» **Problem requirements**: The records below must be retyped exactly.

» **Provided information**:

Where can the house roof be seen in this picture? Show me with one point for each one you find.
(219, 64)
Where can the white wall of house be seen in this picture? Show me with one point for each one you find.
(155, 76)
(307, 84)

» **Answer box**:
Where can the house roof be seen in this picture? Show me with one point for each one you find.
(219, 64)
Where can the white wall of house be seen in this picture? Show me with one point for each one you find.
(155, 76)
(307, 84)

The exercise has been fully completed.